» WHAT YOU ARE ASKED TO DO: Leave the pictures out. Return all other data exactly.

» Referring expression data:

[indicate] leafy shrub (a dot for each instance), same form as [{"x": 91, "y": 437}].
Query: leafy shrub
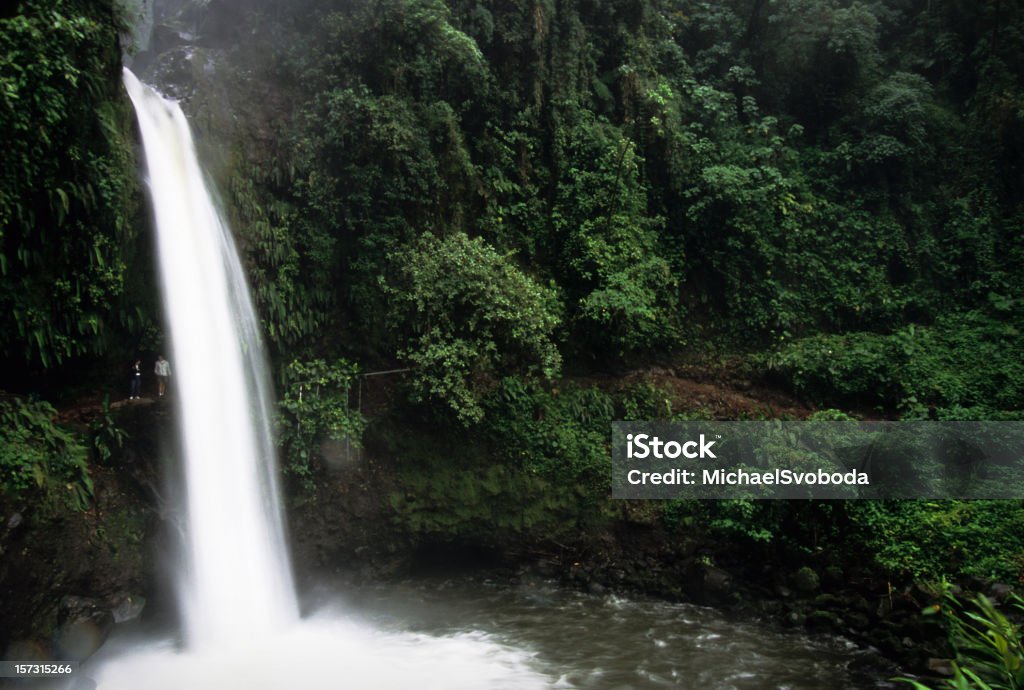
[
  {"x": 930, "y": 540},
  {"x": 967, "y": 359},
  {"x": 39, "y": 461},
  {"x": 468, "y": 314},
  {"x": 315, "y": 405},
  {"x": 989, "y": 644},
  {"x": 562, "y": 434}
]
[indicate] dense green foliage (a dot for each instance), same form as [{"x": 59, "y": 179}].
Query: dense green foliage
[
  {"x": 472, "y": 315},
  {"x": 988, "y": 641},
  {"x": 68, "y": 184},
  {"x": 493, "y": 195},
  {"x": 315, "y": 405},
  {"x": 834, "y": 183},
  {"x": 40, "y": 462}
]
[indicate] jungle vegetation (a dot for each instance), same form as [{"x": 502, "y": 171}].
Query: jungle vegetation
[{"x": 508, "y": 198}]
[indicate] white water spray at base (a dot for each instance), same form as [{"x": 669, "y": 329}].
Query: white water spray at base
[
  {"x": 237, "y": 581},
  {"x": 238, "y": 599}
]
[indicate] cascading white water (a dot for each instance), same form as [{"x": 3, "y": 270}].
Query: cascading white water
[
  {"x": 237, "y": 581},
  {"x": 238, "y": 598}
]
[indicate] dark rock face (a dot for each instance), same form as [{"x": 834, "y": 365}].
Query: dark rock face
[
  {"x": 84, "y": 624},
  {"x": 67, "y": 577}
]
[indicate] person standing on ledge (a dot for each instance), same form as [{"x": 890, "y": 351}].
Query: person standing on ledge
[
  {"x": 163, "y": 372},
  {"x": 136, "y": 380}
]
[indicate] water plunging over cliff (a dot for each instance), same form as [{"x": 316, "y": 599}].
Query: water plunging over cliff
[
  {"x": 237, "y": 580},
  {"x": 238, "y": 600},
  {"x": 242, "y": 628}
]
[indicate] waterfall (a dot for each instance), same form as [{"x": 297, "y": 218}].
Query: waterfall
[
  {"x": 236, "y": 579},
  {"x": 238, "y": 600}
]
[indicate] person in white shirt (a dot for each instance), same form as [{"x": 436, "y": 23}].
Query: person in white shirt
[{"x": 163, "y": 372}]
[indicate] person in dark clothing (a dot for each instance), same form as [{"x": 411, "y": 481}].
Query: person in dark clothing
[{"x": 136, "y": 380}]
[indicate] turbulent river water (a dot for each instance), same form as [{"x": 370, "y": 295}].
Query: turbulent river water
[
  {"x": 492, "y": 635},
  {"x": 242, "y": 626}
]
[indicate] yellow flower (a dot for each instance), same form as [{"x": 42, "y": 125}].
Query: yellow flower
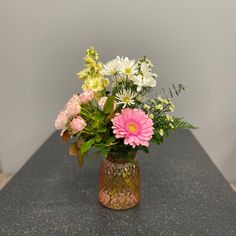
[{"x": 95, "y": 84}]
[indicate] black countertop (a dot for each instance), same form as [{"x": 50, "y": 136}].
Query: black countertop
[{"x": 183, "y": 193}]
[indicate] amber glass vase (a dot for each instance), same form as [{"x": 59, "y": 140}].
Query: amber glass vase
[{"x": 119, "y": 182}]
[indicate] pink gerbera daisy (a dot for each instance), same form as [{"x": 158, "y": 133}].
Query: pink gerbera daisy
[{"x": 134, "y": 126}]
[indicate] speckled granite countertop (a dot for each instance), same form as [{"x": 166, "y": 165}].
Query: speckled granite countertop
[{"x": 183, "y": 193}]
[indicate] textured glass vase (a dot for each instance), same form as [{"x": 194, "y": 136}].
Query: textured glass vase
[{"x": 119, "y": 183}]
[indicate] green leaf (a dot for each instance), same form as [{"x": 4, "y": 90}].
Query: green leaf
[
  {"x": 73, "y": 149},
  {"x": 102, "y": 130},
  {"x": 108, "y": 107},
  {"x": 80, "y": 158},
  {"x": 86, "y": 146},
  {"x": 179, "y": 123},
  {"x": 98, "y": 138}
]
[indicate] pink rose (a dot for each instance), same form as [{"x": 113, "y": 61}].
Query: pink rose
[
  {"x": 61, "y": 120},
  {"x": 72, "y": 107},
  {"x": 86, "y": 96},
  {"x": 77, "y": 124},
  {"x": 102, "y": 102}
]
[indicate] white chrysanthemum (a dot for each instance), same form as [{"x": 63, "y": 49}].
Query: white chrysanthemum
[
  {"x": 145, "y": 79},
  {"x": 146, "y": 71},
  {"x": 111, "y": 67},
  {"x": 127, "y": 67},
  {"x": 125, "y": 97}
]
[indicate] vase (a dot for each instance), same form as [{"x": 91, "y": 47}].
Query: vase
[{"x": 119, "y": 182}]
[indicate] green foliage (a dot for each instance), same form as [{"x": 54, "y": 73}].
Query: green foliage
[{"x": 108, "y": 107}]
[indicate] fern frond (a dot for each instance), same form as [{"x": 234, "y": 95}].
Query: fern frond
[{"x": 180, "y": 123}]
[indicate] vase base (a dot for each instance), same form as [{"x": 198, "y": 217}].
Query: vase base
[{"x": 118, "y": 202}]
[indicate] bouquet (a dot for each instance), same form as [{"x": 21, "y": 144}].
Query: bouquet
[{"x": 113, "y": 113}]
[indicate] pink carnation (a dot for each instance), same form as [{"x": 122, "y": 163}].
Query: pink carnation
[
  {"x": 61, "y": 120},
  {"x": 77, "y": 124},
  {"x": 134, "y": 126},
  {"x": 72, "y": 107},
  {"x": 86, "y": 96}
]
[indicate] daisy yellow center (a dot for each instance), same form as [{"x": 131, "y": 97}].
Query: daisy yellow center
[
  {"x": 132, "y": 127},
  {"x": 126, "y": 99},
  {"x": 127, "y": 71}
]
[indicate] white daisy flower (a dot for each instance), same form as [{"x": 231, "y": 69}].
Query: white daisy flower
[
  {"x": 111, "y": 67},
  {"x": 127, "y": 67},
  {"x": 125, "y": 97}
]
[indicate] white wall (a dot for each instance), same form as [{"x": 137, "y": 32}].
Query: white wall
[{"x": 42, "y": 43}]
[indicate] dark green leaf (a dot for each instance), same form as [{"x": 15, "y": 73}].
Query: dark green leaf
[{"x": 108, "y": 107}]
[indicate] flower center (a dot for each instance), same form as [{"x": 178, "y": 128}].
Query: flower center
[
  {"x": 127, "y": 71},
  {"x": 132, "y": 127},
  {"x": 126, "y": 99}
]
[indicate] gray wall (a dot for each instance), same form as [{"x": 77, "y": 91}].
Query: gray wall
[{"x": 42, "y": 43}]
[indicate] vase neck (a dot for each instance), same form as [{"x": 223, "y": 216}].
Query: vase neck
[{"x": 121, "y": 158}]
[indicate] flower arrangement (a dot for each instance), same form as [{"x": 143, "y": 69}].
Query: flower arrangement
[{"x": 113, "y": 113}]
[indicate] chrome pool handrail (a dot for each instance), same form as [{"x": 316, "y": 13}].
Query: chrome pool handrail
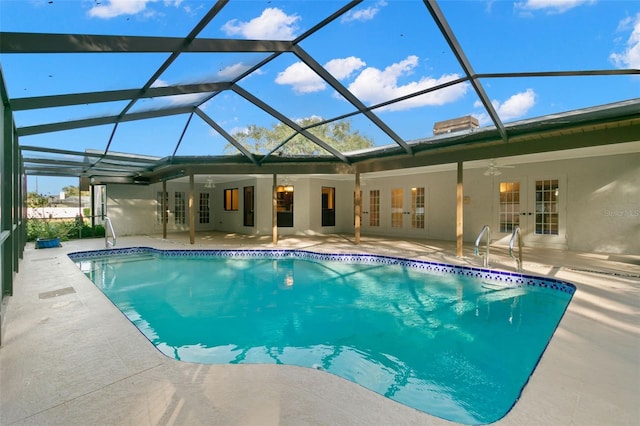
[
  {"x": 518, "y": 259},
  {"x": 486, "y": 229}
]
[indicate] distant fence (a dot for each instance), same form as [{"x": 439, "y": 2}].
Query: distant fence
[{"x": 53, "y": 212}]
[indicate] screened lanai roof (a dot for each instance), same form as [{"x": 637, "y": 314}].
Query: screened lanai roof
[{"x": 124, "y": 90}]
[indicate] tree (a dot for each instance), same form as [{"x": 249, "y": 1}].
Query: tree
[{"x": 262, "y": 140}]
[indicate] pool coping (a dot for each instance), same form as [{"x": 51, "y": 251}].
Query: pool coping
[{"x": 509, "y": 278}]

» RESULT BELOW:
[indicate] leafy shrub (a dot for each instance), same form as [{"x": 91, "y": 437}].
Query: leafy shrub
[
  {"x": 930, "y": 540},
  {"x": 967, "y": 359},
  {"x": 39, "y": 461},
  {"x": 468, "y": 314},
  {"x": 315, "y": 405},
  {"x": 989, "y": 644},
  {"x": 562, "y": 434}
]
[indicate] dense green foliage (a dot for each instance), same form as [{"x": 59, "y": 179}].
Query: dense green foliage
[
  {"x": 472, "y": 315},
  {"x": 988, "y": 641},
  {"x": 68, "y": 184},
  {"x": 493, "y": 195},
  {"x": 315, "y": 405},
  {"x": 834, "y": 183},
  {"x": 40, "y": 462}
]
[indicate] jungle vegetation (a dot for each instance), same form as [{"x": 502, "y": 171}].
Query: jungle vegetation
[{"x": 508, "y": 198}]
[indicate] white water spray at base (a dot for each instance), same form as [{"x": 669, "y": 329}].
Query: white water spray at base
[
  {"x": 237, "y": 581},
  {"x": 238, "y": 599}
]
[indicate] cascading white water (a dot for each instance), same form as [{"x": 3, "y": 270}].
Query: cascading white water
[
  {"x": 237, "y": 581},
  {"x": 238, "y": 598}
]
[indicate] dark rock face (a dot for each instance), same form as [{"x": 834, "y": 365}].
Query: dark rock face
[
  {"x": 84, "y": 624},
  {"x": 67, "y": 577}
]
[indicate] person standing on ledge (a dot for each instance), same form as [{"x": 890, "y": 351}].
Query: person standing on ledge
[
  {"x": 163, "y": 372},
  {"x": 136, "y": 380}
]
[indicate] water plunging over cliff (a dot for each instance), same form as [{"x": 316, "y": 599}].
Query: water plunging over cliff
[
  {"x": 237, "y": 580},
  {"x": 238, "y": 600},
  {"x": 242, "y": 628}
]
[indicate] waterfall (a dot for each instance), same form as [{"x": 297, "y": 218}].
Query: waterfall
[
  {"x": 236, "y": 579},
  {"x": 238, "y": 600}
]
[indicate] person in white shirt (a dot for each instance), same form as [{"x": 436, "y": 23}].
Query: person in white shirt
[{"x": 163, "y": 372}]
[indicate] person in dark clothing (a dot for each instance), same form as [{"x": 411, "y": 481}].
Query: person in dark clothing
[{"x": 136, "y": 380}]
[indicate] turbulent river water (a dot for each instance), same form as [{"x": 370, "y": 295}].
Query: turbulent river water
[
  {"x": 492, "y": 635},
  {"x": 242, "y": 626}
]
[indicate] yellow flower (a dot for each instance), same form as [{"x": 42, "y": 125}].
Query: yellow flower
[{"x": 95, "y": 84}]
[indicate] black countertop (a dot for each instance), same form as [{"x": 50, "y": 136}].
Query: black countertop
[{"x": 183, "y": 193}]
[indicate] amber glass vase (a dot for each instance), same form as [{"x": 59, "y": 140}].
Query: amber glass vase
[{"x": 119, "y": 182}]
[indicate] pink gerbera daisy (a dot for each instance), same form as [{"x": 158, "y": 133}].
Query: pink gerbera daisy
[{"x": 134, "y": 126}]
[indicate] speckled granite countertop (a dot for each instance), same form as [{"x": 166, "y": 165}].
Query: speckled granite countertop
[{"x": 183, "y": 193}]
[indicate] textured glass vase (a dot for each instance), same form as [{"x": 194, "y": 136}].
Query: textured glass vase
[{"x": 119, "y": 183}]
[indicate] green leaf (a dot for each instance), same form as [{"x": 4, "y": 90}].
Query: green leaf
[
  {"x": 73, "y": 149},
  {"x": 102, "y": 130},
  {"x": 108, "y": 107},
  {"x": 80, "y": 158},
  {"x": 86, "y": 146},
  {"x": 179, "y": 123},
  {"x": 98, "y": 138}
]
[indicate] pink rose (a dot for each instance), same form as [{"x": 113, "y": 61}].
Query: pink rose
[
  {"x": 61, "y": 120},
  {"x": 72, "y": 107},
  {"x": 86, "y": 96},
  {"x": 77, "y": 124},
  {"x": 102, "y": 102}
]
[indicate] white chrysanthemum (a dot for each instance), same form as [{"x": 63, "y": 49}].
Query: white chrysanthemum
[
  {"x": 145, "y": 79},
  {"x": 146, "y": 71},
  {"x": 111, "y": 67},
  {"x": 127, "y": 67},
  {"x": 125, "y": 97}
]
[indicate] vase (a dot for each instance), same form as [{"x": 91, "y": 47}].
Query: vase
[{"x": 119, "y": 182}]
[indicate] green foliage (a dot for each instance), same form as [{"x": 54, "y": 73}].
Query: green foliage
[{"x": 108, "y": 107}]
[indicate] fern frond (a dot for each instance), same form as [{"x": 234, "y": 95}].
Query: fern frond
[{"x": 180, "y": 123}]
[indicate] vase base (a dot for each instance), same form as [{"x": 198, "y": 217}].
Query: vase base
[{"x": 118, "y": 202}]
[indicate] bouquet (a dot for each instance), same form as [{"x": 21, "y": 144}].
Query: bouquet
[{"x": 113, "y": 113}]
[indicate] pink carnation (a dot for each instance), same form as [{"x": 122, "y": 163}].
Query: pink carnation
[
  {"x": 61, "y": 120},
  {"x": 77, "y": 124},
  {"x": 134, "y": 126},
  {"x": 72, "y": 107},
  {"x": 86, "y": 96}
]
[indicate] daisy yellow center (a dot for each instance), same form as [{"x": 131, "y": 97}].
Query: daisy yellow center
[
  {"x": 132, "y": 127},
  {"x": 126, "y": 99},
  {"x": 127, "y": 71}
]
[indicate] white daisy flower (a dot for each instance), same form as [{"x": 231, "y": 69}].
Query: white daisy flower
[
  {"x": 111, "y": 67},
  {"x": 127, "y": 67},
  {"x": 125, "y": 97}
]
[indicate] white wall (a dot for each instance), same form as [{"x": 137, "y": 32}].
Query: white wall
[{"x": 42, "y": 43}]
[indicate] dark green leaf (a dot for each instance), same form as [{"x": 15, "y": 73}].
Query: dark green leaf
[{"x": 108, "y": 107}]
[indicate] flower center (a dot for each instance), same form as [{"x": 178, "y": 128}].
Query: flower center
[
  {"x": 127, "y": 71},
  {"x": 132, "y": 127},
  {"x": 126, "y": 99}
]
[indicate] gray wall (a dot for each instance), same form as [{"x": 77, "y": 91}].
Query: gray wall
[{"x": 42, "y": 43}]
[indicate] vase neck (a dot for each instance), same form as [{"x": 223, "y": 216}].
Query: vase neck
[{"x": 121, "y": 158}]
[indicate] flower arrangement (a dot for each instance), same form as [{"x": 143, "y": 69}].
Query: flower arrangement
[{"x": 113, "y": 113}]
[indicate] chrome pool handrail (a dot for each instance), same form as [{"x": 316, "y": 13}].
Query: chrome pool handrail
[
  {"x": 518, "y": 259},
  {"x": 486, "y": 229}
]
[indicate] distant fence (a dot for each instance), same form as [{"x": 439, "y": 2}].
Query: distant fence
[{"x": 53, "y": 212}]
[indicate] screened lanai roof (a dot for each instance), same form as [{"x": 637, "y": 314}].
Query: screened lanai roof
[{"x": 124, "y": 90}]
[indicate] tree (a dot for each instance), same form as [{"x": 249, "y": 1}].
Query: tree
[{"x": 262, "y": 140}]
[indicate] pool coping (a dot for each instance), same form as [{"x": 51, "y": 251}].
Query: pool coping
[{"x": 509, "y": 278}]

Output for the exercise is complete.